[START OF Data]

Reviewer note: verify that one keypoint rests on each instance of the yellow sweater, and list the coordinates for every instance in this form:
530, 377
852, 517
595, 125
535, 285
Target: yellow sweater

[END OF Data]

Task requirements
Copy each of the rows above line for line, changing nothing.

Exercise response
Reviewer note: verify that one keypoint rests on each instance of the yellow sweater, and list the coordinates for every instance in this form:
530, 377
852, 517
595, 125
535, 285
Target: yellow sweater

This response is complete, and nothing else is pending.